### Exercise directions
Give the line with "Practice step: find the girl's hand" again, along with every line below it to the end of the records, word for word.

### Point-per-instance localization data
================

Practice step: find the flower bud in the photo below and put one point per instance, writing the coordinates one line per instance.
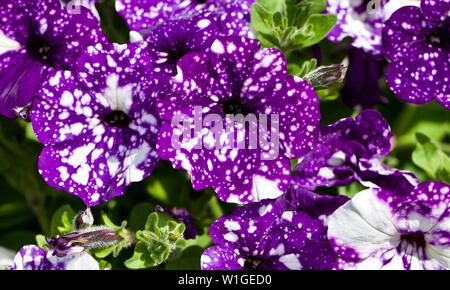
(83, 220)
(325, 76)
(80, 241)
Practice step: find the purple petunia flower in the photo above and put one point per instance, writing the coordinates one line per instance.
(274, 235)
(37, 38)
(363, 21)
(232, 16)
(349, 151)
(417, 41)
(362, 84)
(236, 78)
(31, 257)
(98, 124)
(173, 39)
(381, 229)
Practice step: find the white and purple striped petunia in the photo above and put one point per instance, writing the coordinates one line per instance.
(31, 257)
(382, 229)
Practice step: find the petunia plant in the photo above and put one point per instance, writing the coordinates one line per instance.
(224, 134)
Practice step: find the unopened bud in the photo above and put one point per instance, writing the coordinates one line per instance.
(325, 76)
(83, 220)
(23, 112)
(80, 241)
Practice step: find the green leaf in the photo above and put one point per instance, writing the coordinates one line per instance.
(104, 265)
(189, 260)
(289, 24)
(139, 215)
(431, 159)
(148, 255)
(314, 30)
(42, 242)
(61, 222)
(350, 190)
(161, 238)
(305, 68)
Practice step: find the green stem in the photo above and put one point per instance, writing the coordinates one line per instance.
(402, 123)
(37, 205)
(215, 207)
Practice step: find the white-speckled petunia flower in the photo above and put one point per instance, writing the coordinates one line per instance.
(98, 124)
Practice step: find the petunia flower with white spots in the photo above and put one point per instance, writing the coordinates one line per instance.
(233, 16)
(36, 39)
(275, 235)
(73, 6)
(350, 150)
(381, 229)
(238, 77)
(417, 42)
(363, 21)
(98, 124)
(31, 257)
(170, 40)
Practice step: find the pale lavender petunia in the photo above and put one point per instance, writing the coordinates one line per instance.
(99, 124)
(417, 42)
(381, 229)
(31, 257)
(363, 20)
(238, 77)
(37, 38)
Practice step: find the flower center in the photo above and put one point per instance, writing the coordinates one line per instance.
(39, 49)
(251, 263)
(416, 239)
(117, 119)
(175, 55)
(234, 107)
(440, 38)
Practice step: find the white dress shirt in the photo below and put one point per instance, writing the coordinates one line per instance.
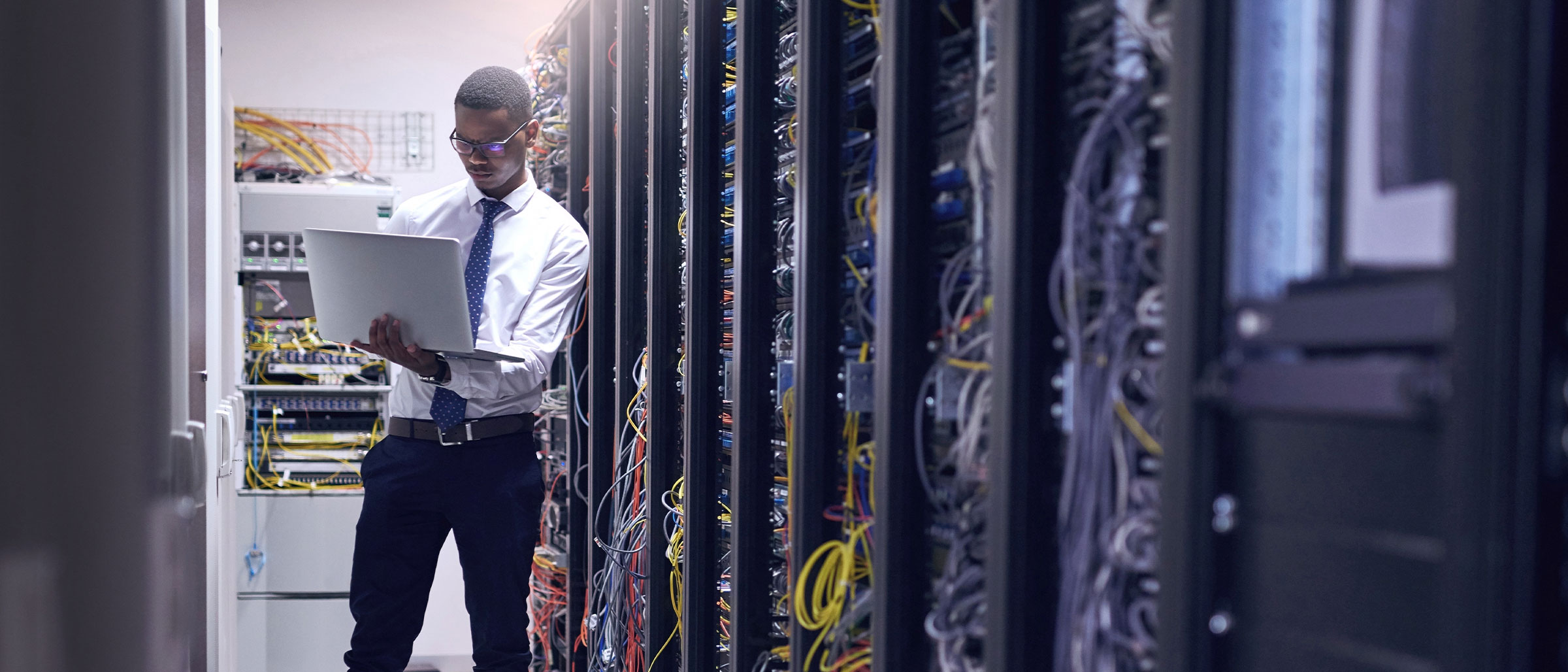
(538, 261)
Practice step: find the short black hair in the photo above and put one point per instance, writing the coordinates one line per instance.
(495, 88)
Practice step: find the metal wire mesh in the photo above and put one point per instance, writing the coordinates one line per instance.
(366, 140)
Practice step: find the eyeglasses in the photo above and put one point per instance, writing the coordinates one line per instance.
(490, 150)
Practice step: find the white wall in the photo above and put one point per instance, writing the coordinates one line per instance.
(382, 56)
(404, 56)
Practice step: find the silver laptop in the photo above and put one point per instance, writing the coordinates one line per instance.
(358, 277)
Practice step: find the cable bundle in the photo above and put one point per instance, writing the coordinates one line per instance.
(618, 597)
(1106, 299)
(958, 382)
(547, 626)
(549, 158)
(308, 154)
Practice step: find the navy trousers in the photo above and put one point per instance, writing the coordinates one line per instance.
(488, 495)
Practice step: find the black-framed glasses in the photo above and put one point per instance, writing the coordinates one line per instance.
(490, 150)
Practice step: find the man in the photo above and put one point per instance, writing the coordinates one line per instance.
(460, 452)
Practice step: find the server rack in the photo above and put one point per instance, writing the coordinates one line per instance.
(1409, 451)
(747, 348)
(753, 354)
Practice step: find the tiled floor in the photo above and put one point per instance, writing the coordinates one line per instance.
(441, 665)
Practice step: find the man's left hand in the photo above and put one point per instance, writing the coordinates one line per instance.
(386, 340)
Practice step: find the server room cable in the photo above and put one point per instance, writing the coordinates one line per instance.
(954, 405)
(1104, 299)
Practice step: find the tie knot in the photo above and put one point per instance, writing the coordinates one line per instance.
(491, 208)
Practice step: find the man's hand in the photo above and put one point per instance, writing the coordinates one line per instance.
(386, 340)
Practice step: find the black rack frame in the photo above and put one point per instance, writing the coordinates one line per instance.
(664, 314)
(578, 503)
(601, 280)
(1026, 473)
(819, 245)
(906, 134)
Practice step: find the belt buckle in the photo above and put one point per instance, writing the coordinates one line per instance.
(468, 431)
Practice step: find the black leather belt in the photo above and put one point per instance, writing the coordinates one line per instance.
(463, 432)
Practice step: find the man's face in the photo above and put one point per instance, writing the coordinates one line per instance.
(506, 172)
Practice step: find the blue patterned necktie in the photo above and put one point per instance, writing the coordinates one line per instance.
(449, 409)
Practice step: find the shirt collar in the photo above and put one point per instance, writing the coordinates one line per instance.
(515, 200)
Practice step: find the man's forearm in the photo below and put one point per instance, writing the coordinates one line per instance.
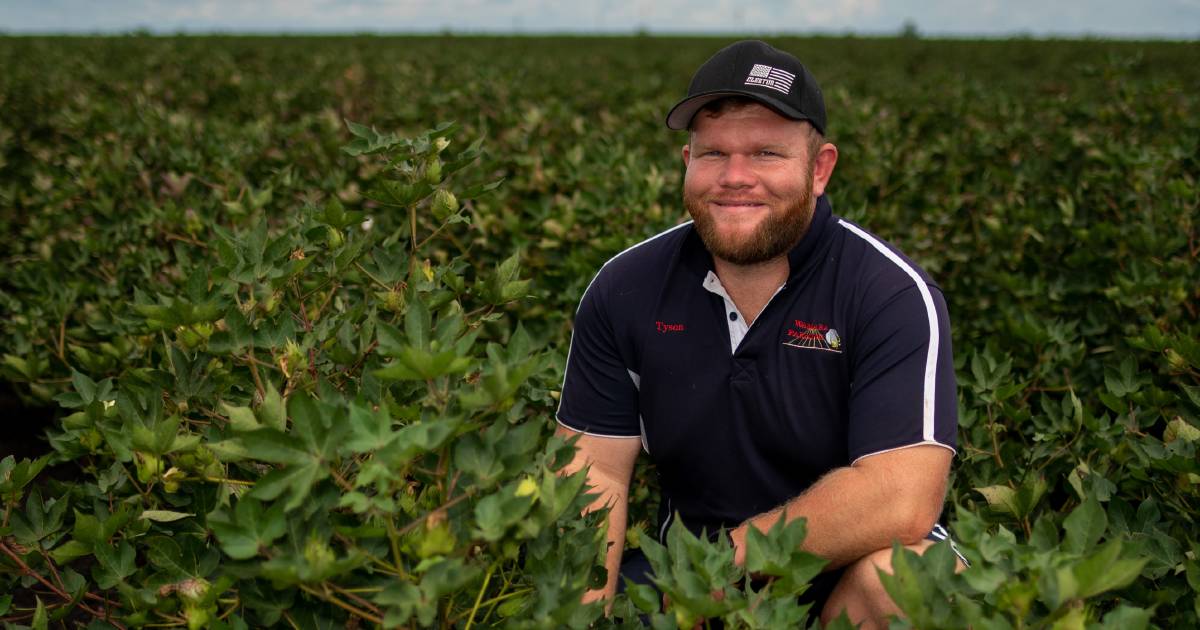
(855, 510)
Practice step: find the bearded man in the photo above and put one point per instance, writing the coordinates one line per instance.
(773, 360)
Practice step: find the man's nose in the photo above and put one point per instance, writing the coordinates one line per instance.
(738, 172)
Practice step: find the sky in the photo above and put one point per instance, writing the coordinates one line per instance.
(988, 18)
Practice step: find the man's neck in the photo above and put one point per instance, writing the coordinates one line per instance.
(751, 287)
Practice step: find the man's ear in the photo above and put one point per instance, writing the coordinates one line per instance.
(826, 159)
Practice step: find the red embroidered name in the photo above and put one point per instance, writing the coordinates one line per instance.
(801, 323)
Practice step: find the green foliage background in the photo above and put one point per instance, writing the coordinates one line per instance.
(269, 415)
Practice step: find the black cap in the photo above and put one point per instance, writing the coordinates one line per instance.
(757, 71)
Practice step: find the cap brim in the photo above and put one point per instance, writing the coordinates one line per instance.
(679, 118)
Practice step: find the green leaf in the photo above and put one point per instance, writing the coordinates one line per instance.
(271, 413)
(418, 325)
(180, 557)
(70, 551)
(369, 430)
(1123, 381)
(297, 480)
(165, 516)
(115, 563)
(1104, 570)
(1085, 526)
(41, 621)
(16, 475)
(1126, 618)
(247, 529)
(270, 445)
(84, 387)
(240, 418)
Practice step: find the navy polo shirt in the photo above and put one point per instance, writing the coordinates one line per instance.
(849, 359)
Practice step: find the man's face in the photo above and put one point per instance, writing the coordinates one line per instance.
(749, 183)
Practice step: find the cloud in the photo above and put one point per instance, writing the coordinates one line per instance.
(1179, 18)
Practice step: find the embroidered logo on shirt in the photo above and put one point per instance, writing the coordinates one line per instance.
(771, 77)
(663, 327)
(813, 336)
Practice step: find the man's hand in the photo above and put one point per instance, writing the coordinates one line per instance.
(738, 538)
(610, 463)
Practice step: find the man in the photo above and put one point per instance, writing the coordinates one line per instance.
(773, 359)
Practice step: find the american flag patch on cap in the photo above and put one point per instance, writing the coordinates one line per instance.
(769, 77)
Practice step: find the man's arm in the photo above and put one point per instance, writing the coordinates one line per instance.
(610, 462)
(851, 511)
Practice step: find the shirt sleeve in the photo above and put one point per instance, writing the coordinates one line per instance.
(903, 393)
(599, 394)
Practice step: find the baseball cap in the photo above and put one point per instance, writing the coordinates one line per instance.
(757, 71)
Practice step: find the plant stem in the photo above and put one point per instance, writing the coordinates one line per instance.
(340, 604)
(412, 220)
(359, 600)
(25, 570)
(995, 443)
(483, 588)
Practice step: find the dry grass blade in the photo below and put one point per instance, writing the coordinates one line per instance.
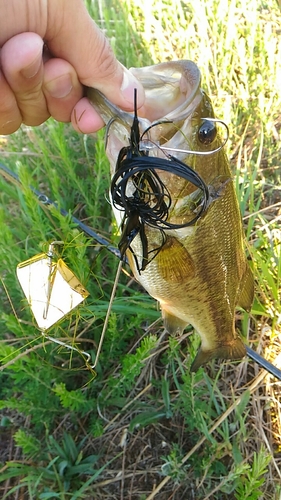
(253, 386)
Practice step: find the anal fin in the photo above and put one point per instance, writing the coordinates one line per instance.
(234, 350)
(246, 295)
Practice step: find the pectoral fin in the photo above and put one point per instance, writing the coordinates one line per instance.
(175, 265)
(246, 295)
(173, 324)
(235, 350)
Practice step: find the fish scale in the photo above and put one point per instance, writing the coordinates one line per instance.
(200, 273)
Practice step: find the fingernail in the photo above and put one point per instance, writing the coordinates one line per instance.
(32, 70)
(129, 84)
(59, 87)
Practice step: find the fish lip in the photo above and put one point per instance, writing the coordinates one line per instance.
(162, 82)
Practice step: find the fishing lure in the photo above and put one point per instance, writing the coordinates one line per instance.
(137, 189)
(47, 202)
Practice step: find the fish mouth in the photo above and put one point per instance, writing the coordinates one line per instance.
(172, 90)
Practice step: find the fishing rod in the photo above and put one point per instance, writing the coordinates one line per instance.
(45, 201)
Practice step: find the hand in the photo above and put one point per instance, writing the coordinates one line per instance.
(48, 51)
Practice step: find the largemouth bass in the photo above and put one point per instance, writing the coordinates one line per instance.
(189, 254)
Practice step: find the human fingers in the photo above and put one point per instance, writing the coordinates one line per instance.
(89, 52)
(10, 116)
(61, 88)
(22, 66)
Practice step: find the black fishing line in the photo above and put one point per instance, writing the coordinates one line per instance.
(138, 191)
(45, 201)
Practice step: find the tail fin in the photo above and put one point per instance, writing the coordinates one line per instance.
(234, 350)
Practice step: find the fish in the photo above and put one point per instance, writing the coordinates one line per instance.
(177, 208)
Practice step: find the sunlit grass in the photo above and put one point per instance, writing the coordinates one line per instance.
(144, 397)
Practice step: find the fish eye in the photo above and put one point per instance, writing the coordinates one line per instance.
(207, 132)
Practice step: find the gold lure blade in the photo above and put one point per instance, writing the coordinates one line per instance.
(51, 288)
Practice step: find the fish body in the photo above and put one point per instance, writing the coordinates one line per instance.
(199, 271)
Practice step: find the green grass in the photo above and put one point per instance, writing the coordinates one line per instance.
(145, 427)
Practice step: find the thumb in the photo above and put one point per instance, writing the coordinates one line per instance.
(87, 49)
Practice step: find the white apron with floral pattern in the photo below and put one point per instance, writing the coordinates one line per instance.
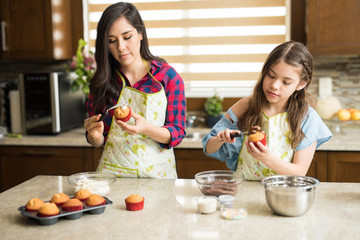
(139, 156)
(278, 140)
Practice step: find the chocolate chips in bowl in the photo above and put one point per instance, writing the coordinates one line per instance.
(218, 182)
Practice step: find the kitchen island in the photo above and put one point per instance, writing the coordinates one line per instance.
(170, 212)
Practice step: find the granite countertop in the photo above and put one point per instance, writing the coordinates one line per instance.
(346, 139)
(170, 212)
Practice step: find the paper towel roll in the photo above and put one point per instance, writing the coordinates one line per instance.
(15, 111)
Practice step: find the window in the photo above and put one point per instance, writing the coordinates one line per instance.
(215, 45)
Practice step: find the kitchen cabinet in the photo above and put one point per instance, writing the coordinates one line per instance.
(332, 26)
(344, 167)
(18, 164)
(40, 29)
(319, 166)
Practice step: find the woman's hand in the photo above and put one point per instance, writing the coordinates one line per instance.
(140, 124)
(95, 130)
(224, 136)
(159, 134)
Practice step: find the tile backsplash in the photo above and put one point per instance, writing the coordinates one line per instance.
(345, 74)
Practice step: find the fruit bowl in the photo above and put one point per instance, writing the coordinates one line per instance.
(218, 182)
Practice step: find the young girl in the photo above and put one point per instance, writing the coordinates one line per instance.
(279, 106)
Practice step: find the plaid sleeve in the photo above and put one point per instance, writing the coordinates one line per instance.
(176, 107)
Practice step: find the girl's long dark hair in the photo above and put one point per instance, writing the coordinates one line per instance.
(103, 85)
(294, 54)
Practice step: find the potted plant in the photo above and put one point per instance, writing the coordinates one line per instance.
(213, 109)
(83, 67)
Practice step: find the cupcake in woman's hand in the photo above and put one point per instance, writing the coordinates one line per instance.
(48, 210)
(59, 198)
(134, 202)
(257, 137)
(82, 194)
(95, 200)
(34, 204)
(122, 113)
(72, 204)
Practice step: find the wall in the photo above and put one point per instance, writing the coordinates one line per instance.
(345, 72)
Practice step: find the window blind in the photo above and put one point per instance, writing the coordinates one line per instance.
(217, 46)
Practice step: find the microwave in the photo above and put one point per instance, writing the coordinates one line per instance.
(48, 106)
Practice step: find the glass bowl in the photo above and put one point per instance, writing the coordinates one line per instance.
(97, 182)
(218, 182)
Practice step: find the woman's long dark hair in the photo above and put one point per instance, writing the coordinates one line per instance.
(294, 54)
(103, 85)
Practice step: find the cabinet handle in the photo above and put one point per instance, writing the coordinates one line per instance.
(39, 153)
(3, 36)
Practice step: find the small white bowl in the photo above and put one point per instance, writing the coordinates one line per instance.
(226, 198)
(233, 210)
(207, 204)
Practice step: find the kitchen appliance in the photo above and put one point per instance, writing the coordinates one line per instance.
(48, 105)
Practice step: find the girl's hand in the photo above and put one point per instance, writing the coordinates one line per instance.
(140, 124)
(263, 154)
(95, 130)
(224, 136)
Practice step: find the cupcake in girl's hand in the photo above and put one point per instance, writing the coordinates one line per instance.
(34, 204)
(122, 113)
(48, 210)
(134, 202)
(72, 204)
(59, 198)
(257, 137)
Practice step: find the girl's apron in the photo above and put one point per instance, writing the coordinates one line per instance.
(139, 156)
(278, 139)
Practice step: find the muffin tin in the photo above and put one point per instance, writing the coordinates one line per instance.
(64, 214)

================

### Answer section
Practice step: find the girl's hand in the photo above and put one point per instance, writing the coordinates one line per instance.
(140, 124)
(263, 154)
(95, 130)
(224, 136)
Practice step: find the cupcake in girl's hand in the photo above and put one point per instance, writing the coordinates one line per instance.
(34, 204)
(122, 113)
(48, 210)
(134, 202)
(72, 204)
(59, 198)
(257, 137)
Practice step: find the girl's apron in the photo above and put one point per instance, writing the coordinates one line per instance.
(139, 156)
(278, 139)
Practice step: find the muffin tin in the photo above and put one point per instance, writing the coordinates one line per instance.
(64, 214)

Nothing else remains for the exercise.